◆ Problem description:
Reproduce the records below word for word, from the line containing "Exercise. Point out the reflection" through the line containing "[(98, 110)]", including both of those lines.

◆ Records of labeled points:
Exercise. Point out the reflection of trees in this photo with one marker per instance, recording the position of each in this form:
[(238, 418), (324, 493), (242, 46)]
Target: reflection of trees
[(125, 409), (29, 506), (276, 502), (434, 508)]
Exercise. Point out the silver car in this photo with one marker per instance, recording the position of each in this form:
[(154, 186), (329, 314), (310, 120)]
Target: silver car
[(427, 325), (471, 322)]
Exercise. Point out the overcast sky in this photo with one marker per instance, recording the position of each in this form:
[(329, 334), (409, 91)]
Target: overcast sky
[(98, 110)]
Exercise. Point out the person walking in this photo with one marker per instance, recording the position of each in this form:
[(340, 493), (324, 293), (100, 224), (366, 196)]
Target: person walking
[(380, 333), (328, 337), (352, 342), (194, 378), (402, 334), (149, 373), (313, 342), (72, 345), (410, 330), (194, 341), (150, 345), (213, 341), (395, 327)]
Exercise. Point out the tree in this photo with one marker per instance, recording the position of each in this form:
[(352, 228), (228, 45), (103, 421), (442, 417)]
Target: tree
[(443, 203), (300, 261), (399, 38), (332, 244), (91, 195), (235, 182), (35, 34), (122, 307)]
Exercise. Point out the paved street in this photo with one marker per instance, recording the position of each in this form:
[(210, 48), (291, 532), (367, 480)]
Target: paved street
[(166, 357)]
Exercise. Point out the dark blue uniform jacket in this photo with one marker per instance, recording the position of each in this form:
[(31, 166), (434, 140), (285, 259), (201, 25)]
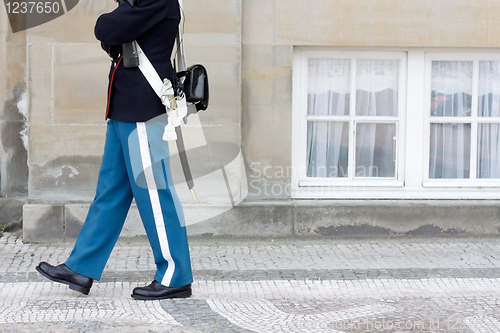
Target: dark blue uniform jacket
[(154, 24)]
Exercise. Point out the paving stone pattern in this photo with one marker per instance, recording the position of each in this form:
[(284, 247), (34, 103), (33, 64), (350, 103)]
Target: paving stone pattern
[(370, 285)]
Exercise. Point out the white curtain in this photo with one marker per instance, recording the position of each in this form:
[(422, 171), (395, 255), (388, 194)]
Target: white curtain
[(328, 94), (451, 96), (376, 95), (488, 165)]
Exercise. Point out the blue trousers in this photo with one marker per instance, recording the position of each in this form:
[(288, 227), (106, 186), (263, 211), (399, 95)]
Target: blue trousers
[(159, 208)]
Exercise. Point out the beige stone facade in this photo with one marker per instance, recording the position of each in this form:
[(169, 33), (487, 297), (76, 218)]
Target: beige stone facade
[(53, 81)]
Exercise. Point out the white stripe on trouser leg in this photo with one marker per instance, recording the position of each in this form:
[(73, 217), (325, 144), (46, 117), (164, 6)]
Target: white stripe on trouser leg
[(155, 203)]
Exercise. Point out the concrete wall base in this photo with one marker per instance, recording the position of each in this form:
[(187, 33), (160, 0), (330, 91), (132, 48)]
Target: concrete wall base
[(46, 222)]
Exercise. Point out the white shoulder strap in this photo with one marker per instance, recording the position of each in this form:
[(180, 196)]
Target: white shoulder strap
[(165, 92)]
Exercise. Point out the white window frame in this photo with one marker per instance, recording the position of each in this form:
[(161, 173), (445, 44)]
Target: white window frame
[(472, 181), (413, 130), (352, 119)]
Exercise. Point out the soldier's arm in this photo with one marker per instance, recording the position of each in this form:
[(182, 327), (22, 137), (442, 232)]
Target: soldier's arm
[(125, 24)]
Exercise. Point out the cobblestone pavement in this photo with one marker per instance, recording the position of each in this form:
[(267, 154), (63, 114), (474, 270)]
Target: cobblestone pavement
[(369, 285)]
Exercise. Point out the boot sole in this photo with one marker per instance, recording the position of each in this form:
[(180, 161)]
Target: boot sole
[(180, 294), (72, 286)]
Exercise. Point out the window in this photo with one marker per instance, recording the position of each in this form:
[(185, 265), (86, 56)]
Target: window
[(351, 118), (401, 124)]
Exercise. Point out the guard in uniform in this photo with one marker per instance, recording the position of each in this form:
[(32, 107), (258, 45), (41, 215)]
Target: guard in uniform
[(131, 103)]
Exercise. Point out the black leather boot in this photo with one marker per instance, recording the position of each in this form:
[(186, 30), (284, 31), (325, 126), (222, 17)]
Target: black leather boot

...

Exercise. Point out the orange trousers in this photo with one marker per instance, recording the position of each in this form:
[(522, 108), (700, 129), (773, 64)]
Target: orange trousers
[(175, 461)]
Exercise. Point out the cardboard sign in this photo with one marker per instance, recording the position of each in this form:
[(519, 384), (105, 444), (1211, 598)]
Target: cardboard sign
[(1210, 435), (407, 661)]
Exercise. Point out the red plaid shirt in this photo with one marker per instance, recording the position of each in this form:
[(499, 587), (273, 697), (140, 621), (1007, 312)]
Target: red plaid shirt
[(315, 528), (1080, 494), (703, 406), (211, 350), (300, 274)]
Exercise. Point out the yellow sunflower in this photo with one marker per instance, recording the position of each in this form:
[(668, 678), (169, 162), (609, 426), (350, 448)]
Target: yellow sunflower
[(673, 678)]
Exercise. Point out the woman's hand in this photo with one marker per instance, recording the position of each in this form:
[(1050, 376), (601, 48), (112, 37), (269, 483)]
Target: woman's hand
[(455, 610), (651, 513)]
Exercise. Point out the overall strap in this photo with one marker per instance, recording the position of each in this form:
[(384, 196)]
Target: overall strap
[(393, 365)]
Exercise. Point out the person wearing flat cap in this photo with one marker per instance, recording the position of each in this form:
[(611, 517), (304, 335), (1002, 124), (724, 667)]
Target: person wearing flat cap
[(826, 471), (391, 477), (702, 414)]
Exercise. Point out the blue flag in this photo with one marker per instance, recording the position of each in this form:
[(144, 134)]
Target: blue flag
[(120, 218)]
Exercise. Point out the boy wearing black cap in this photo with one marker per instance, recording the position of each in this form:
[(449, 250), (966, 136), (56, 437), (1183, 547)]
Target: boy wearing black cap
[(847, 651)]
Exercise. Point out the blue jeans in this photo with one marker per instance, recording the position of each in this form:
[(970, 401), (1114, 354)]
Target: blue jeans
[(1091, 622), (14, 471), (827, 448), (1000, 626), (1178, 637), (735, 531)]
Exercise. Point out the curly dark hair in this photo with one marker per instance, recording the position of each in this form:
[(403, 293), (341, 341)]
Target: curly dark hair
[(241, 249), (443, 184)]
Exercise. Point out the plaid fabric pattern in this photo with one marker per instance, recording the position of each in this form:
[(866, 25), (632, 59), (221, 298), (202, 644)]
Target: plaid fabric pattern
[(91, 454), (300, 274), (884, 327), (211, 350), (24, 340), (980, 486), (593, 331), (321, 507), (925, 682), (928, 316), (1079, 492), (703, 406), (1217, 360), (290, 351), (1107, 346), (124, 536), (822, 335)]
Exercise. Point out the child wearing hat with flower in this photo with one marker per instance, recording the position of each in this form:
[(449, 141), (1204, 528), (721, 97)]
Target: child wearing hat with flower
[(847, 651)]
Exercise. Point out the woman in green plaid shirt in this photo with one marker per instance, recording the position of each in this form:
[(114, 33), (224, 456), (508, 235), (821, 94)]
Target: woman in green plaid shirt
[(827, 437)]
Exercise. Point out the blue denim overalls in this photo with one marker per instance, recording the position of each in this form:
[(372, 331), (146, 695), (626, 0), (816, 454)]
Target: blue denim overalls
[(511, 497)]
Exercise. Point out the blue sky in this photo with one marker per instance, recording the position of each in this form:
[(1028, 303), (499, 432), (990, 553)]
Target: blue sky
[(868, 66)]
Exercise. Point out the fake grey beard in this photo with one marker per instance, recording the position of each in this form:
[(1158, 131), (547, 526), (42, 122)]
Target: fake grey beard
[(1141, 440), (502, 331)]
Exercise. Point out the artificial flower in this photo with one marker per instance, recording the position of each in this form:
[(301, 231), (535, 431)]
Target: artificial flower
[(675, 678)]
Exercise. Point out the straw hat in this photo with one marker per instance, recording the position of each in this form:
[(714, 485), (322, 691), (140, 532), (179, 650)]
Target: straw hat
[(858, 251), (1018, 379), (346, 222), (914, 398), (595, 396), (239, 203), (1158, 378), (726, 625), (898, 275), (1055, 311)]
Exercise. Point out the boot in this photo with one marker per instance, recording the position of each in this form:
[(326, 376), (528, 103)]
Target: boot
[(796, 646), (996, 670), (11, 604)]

◆ Full response:
Exercise. Point out the reflection of trees in this photo with one marker per instance, recording the position of each in this form:
[(238, 418), (324, 493), (242, 46)]
Target: reflection of trees
[(125, 409), (29, 506), (276, 502), (434, 508)]
Exercise. Point out the silver car in this photo with one marker per instance, recording the position of each in this form:
[(154, 186), (329, 314), (310, 120)]
Target: silver car
[(427, 325), (471, 322)]
Exercise. Point out the overcast sky in this photo with one marker per instance, recording the position of each in this form:
[(329, 334), (409, 91)]
Target: overcast sky
[(98, 110)]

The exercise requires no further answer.